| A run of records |
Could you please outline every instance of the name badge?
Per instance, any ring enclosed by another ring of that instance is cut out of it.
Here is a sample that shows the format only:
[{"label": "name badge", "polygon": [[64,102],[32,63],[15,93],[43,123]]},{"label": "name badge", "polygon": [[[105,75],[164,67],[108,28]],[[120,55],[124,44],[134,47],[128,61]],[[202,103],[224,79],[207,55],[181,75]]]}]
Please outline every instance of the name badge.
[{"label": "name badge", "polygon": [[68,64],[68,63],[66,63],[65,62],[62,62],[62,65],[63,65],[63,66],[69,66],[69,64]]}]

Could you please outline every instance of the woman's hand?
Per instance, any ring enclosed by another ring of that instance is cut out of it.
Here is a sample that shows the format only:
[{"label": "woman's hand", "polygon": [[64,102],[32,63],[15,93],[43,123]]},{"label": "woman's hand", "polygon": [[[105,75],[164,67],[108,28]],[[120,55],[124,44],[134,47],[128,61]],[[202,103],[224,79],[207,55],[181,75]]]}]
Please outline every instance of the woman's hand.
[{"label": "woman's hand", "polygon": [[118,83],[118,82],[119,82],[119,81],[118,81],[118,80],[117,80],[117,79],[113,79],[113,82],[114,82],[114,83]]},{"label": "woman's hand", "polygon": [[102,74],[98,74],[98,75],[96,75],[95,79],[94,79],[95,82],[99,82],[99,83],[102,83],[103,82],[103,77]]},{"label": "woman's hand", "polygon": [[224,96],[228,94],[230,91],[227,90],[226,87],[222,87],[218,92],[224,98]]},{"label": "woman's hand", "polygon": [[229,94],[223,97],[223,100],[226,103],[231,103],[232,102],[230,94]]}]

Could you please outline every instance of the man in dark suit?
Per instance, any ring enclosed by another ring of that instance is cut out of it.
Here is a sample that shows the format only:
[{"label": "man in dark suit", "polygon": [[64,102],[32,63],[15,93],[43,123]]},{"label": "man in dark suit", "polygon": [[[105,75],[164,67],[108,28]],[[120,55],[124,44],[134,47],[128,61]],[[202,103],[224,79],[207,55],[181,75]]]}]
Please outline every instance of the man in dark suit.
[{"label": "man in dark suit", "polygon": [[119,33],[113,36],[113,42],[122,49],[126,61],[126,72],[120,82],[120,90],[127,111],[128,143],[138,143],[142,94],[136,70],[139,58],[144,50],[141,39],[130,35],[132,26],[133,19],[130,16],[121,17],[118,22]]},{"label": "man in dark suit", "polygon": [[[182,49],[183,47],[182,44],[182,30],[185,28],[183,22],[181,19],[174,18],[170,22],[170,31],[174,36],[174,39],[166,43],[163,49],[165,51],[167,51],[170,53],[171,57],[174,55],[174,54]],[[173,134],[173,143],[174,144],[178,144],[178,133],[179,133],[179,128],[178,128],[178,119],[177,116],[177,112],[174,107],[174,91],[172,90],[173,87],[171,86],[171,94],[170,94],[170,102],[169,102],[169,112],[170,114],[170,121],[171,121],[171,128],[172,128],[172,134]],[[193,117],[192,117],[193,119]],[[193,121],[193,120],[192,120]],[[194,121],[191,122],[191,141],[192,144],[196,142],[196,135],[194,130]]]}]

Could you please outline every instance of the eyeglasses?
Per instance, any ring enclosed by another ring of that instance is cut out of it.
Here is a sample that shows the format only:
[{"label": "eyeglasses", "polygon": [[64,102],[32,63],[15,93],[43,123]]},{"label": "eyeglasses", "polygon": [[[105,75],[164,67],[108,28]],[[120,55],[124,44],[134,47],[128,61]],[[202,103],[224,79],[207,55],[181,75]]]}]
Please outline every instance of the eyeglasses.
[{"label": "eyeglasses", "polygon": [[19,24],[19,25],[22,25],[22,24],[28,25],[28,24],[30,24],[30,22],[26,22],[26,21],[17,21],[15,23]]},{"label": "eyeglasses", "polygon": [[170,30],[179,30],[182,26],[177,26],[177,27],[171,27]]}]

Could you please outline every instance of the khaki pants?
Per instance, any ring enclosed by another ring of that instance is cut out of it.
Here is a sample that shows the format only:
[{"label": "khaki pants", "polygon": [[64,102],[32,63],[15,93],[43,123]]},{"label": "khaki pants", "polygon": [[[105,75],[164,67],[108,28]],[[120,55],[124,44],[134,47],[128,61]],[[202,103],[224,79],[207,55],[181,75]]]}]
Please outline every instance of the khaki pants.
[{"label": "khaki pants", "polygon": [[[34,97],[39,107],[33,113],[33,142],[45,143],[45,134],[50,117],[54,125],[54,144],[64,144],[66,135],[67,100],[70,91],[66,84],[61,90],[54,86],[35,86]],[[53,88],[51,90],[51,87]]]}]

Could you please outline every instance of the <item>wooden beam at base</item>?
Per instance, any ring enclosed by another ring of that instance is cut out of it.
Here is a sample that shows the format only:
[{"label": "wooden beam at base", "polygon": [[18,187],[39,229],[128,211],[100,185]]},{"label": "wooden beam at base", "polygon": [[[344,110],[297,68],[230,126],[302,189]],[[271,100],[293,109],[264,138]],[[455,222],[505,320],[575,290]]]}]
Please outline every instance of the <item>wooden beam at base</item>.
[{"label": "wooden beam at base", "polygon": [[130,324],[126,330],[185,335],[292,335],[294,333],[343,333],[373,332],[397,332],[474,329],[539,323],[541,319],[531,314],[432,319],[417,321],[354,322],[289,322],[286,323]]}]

| What this task involves |
Reproduce all of the data above verbatim, line for line.

| Response to this exercise |
Could you please outline every instance of the name badge?
Per instance, any ring enclosed by another ring of that instance is cut out of it.
Here is a sample that shows the format only:
[{"label": "name badge", "polygon": [[64,102],[32,63],[15,93],[43,123]]},{"label": "name badge", "polygon": [[[105,75],[164,67],[108,28]],[[120,55],[124,44],[134,47],[128,61]],[[202,103],[224,79],[207,55],[181,75]]]}]
Please outline every instance of the name badge.
[{"label": "name badge", "polygon": [[68,64],[68,63],[66,63],[65,62],[62,62],[62,65],[63,65],[63,66],[69,66],[69,64]]}]

Could you please outline every instance of the woman's hand?
Per instance, any ring enclosed by another ring of that instance is cut out of it.
Here is a sample that shows the format only:
[{"label": "woman's hand", "polygon": [[64,102],[32,63],[15,93],[43,123]]},{"label": "woman's hand", "polygon": [[[105,75],[164,67],[108,28]],[[120,55],[124,44],[134,47],[128,61]],[[202,103],[224,79],[207,55],[181,75]]]}]
Please outline every instance of the woman's hand.
[{"label": "woman's hand", "polygon": [[118,83],[118,82],[119,82],[119,81],[118,81],[118,80],[117,80],[117,79],[113,79],[113,82],[114,82],[114,83]]},{"label": "woman's hand", "polygon": [[102,74],[98,74],[98,75],[96,75],[95,79],[94,79],[95,82],[99,82],[99,83],[102,83],[103,82],[103,77]]},{"label": "woman's hand", "polygon": [[224,96],[228,94],[230,91],[227,90],[226,87],[222,87],[218,92],[224,98]]},{"label": "woman's hand", "polygon": [[229,94],[223,97],[223,100],[226,103],[231,103],[232,102],[230,94]]}]

Could you please outline every instance of the man in dark suit?
Per instance, any ring enclosed by another ring of that instance is cut out of it.
Here is a sample that shows the format only:
[{"label": "man in dark suit", "polygon": [[64,102],[32,63],[15,93],[43,123]]},{"label": "man in dark suit", "polygon": [[[105,75],[164,67],[108,28]],[[120,55],[124,44],[134,47],[128,61]],[[202,103],[224,79],[207,55],[181,75]]]}]
Please outline every instance of the man in dark suit.
[{"label": "man in dark suit", "polygon": [[119,33],[113,36],[113,42],[122,49],[126,61],[126,72],[120,82],[120,90],[127,111],[128,143],[138,143],[142,94],[136,70],[139,58],[144,50],[141,39],[130,35],[132,26],[133,19],[130,16],[121,17],[118,22]]},{"label": "man in dark suit", "polygon": [[[182,49],[183,47],[182,44],[182,30],[185,28],[183,22],[181,19],[174,18],[170,22],[170,31],[174,36],[174,39],[166,43],[163,49],[165,51],[167,51],[170,53],[171,57],[174,55],[174,54]],[[173,134],[173,143],[174,144],[178,144],[178,133],[179,133],[179,128],[178,128],[178,119],[177,116],[177,112],[174,107],[174,91],[172,90],[173,87],[171,86],[171,94],[170,94],[170,102],[169,102],[169,112],[170,114],[170,121],[171,121],[171,128],[172,128],[172,134]],[[193,117],[192,117],[193,119]],[[193,121],[193,120],[192,120]],[[194,121],[191,122],[191,141],[192,144],[196,142],[196,135],[194,130]]]}]

Could you please outline every instance of the eyeglasses?
Per instance, any ring enclosed by another ring of that instance is cut out of it.
Here is a sample that shows the format only:
[{"label": "eyeglasses", "polygon": [[64,102],[32,63],[15,93],[43,123]]},{"label": "eyeglasses", "polygon": [[[105,75],[164,67],[108,28]],[[120,55],[124,44],[134,47],[128,61]],[[202,103],[224,79],[207,55],[181,75]]]}]
Please outline every instance of the eyeglasses.
[{"label": "eyeglasses", "polygon": [[19,24],[19,25],[22,25],[22,24],[28,25],[28,24],[30,24],[30,22],[26,22],[26,21],[17,21],[15,23]]},{"label": "eyeglasses", "polygon": [[170,30],[179,30],[182,26],[177,26],[177,27],[171,27]]}]

Could you please outline every instance of the khaki pants?
Per instance, any ring enclosed by another ring of that instance is cut out of it.
Here is a sample that shows the format only:
[{"label": "khaki pants", "polygon": [[64,102],[32,63],[15,93],[43,123]]},{"label": "khaki pants", "polygon": [[[105,75],[164,67],[108,28]],[[120,55],[124,44],[134,47],[128,61]],[[202,103],[224,79],[207,55],[181,75]]]}]
Please outline every instance of the khaki pants.
[{"label": "khaki pants", "polygon": [[[34,97],[39,107],[33,113],[33,142],[45,143],[45,134],[50,117],[54,125],[54,144],[64,144],[66,135],[67,100],[70,91],[66,84],[61,90],[54,86],[35,86]],[[53,88],[51,90],[51,87]]]}]

Could you please outline every instance of the <item>wooden beam at base</item>?
Per instance, any ring enclosed by another ring of that instance is cut out of it.
Here is a sample that shows the format only:
[{"label": "wooden beam at base", "polygon": [[18,187],[39,229],[128,211],[100,185]]},{"label": "wooden beam at base", "polygon": [[[344,110],[297,68],[230,126],[302,189]],[[271,100],[293,109],[264,138]],[[455,222],[505,320],[575,290]]]}]
Please outline every instance of the <item>wooden beam at base</item>.
[{"label": "wooden beam at base", "polygon": [[130,324],[126,330],[185,335],[292,335],[294,333],[343,333],[373,332],[397,332],[474,329],[539,323],[541,319],[531,314],[432,319],[417,321],[354,322],[289,322],[286,323]]}]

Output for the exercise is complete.